Work to do ->
Locate every line in the records that contains the word "shirt", and copy each such line in full.

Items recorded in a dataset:
▬▬▬

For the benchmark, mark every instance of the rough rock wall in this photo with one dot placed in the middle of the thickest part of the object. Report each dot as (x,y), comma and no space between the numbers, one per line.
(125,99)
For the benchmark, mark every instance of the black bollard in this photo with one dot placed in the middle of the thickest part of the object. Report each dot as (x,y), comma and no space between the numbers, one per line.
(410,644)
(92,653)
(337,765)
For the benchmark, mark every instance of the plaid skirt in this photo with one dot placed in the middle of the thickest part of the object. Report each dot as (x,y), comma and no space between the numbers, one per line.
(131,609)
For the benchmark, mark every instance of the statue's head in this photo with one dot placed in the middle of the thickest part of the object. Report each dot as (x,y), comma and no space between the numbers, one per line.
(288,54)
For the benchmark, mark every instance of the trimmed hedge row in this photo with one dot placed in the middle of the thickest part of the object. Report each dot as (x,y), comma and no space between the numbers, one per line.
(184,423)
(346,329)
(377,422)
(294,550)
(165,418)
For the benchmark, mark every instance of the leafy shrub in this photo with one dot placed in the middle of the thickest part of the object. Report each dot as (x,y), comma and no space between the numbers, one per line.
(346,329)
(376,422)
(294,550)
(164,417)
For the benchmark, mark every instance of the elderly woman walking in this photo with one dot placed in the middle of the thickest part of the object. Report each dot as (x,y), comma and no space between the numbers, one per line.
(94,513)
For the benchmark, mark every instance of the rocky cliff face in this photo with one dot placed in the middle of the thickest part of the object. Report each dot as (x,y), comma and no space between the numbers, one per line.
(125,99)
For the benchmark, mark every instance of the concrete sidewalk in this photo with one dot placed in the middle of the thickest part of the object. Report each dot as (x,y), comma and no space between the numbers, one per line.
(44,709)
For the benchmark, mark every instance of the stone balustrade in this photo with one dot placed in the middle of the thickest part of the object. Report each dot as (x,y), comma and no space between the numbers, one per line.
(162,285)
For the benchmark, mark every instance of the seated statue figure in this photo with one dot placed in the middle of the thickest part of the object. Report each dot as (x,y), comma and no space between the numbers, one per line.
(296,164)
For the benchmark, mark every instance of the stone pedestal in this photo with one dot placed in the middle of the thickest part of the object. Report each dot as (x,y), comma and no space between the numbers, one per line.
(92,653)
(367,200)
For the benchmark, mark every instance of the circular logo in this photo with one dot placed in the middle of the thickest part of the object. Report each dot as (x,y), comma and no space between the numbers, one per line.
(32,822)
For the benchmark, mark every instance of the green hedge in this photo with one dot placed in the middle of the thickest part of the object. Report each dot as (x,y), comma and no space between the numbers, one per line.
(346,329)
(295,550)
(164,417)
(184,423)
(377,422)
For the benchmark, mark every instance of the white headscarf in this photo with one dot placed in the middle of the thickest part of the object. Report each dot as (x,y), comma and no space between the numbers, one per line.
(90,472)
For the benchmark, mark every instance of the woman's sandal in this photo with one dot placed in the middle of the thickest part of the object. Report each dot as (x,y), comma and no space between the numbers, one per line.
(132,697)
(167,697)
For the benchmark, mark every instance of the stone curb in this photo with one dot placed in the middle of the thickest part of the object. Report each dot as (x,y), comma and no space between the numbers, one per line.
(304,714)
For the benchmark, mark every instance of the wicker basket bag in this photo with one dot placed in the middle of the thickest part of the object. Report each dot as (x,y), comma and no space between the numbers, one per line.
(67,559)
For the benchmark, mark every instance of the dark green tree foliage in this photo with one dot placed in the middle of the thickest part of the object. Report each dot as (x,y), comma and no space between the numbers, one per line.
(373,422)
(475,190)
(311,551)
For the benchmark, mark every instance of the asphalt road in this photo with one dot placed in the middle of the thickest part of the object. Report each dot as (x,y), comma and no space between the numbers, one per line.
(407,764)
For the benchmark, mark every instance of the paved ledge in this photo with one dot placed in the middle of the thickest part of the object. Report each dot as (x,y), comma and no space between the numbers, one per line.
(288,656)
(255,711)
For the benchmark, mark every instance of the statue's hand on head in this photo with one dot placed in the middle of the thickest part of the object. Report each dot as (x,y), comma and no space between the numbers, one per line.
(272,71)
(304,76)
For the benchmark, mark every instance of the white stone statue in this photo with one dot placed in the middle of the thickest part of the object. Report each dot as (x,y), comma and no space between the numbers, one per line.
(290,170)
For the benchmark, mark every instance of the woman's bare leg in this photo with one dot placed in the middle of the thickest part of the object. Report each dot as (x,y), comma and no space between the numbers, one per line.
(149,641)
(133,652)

▬▬▬

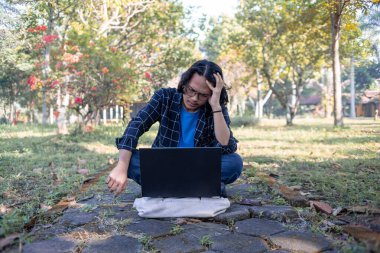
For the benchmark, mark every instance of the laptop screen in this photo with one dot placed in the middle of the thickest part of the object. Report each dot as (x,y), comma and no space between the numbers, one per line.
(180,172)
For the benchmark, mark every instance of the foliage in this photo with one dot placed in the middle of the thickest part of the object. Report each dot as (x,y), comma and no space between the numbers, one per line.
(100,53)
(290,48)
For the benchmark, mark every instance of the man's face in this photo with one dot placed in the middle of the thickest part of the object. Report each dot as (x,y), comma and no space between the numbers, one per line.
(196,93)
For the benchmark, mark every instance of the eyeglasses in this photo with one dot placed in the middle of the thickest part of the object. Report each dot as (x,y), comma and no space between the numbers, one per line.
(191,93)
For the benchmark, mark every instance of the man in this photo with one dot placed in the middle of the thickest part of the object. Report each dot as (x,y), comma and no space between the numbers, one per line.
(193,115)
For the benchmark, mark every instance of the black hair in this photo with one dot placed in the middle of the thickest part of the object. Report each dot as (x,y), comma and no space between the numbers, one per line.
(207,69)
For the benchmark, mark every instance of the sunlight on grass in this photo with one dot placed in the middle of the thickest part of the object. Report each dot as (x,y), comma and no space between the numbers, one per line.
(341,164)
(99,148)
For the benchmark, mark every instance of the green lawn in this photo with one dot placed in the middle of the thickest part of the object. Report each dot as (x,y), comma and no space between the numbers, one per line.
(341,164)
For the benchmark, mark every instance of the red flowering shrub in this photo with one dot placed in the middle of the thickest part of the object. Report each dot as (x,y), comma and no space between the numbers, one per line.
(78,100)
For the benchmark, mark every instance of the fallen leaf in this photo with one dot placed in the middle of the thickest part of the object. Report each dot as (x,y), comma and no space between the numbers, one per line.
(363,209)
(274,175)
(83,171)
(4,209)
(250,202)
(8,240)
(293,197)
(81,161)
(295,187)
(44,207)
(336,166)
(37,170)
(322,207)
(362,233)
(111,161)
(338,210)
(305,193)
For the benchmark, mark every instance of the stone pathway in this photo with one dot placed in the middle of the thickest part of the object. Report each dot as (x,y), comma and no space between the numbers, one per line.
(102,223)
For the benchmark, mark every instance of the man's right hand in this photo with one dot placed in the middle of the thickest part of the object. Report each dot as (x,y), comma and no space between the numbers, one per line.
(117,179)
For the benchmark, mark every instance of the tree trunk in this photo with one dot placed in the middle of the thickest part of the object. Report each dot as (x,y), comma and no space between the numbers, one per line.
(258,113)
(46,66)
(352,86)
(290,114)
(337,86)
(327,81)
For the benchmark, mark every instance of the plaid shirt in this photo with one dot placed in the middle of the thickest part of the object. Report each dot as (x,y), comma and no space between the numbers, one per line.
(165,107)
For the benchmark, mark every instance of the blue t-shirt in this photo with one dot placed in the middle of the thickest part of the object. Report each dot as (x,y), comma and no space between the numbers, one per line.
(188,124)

▬▬▬

Exercise response ->
For the benchmark, mark every instance of the plaid shirt in this photo with one dot placed in the middle of the thickest part of the object. Report each dot as (x,y), comma and no space between the numbers, one per line.
For the benchmark, mark every instance of the blue t-shirt in this photo with one dot placed in the middle of the thickest part of the object. Report each dot as (x,y), comma and no space between the numbers, one per line.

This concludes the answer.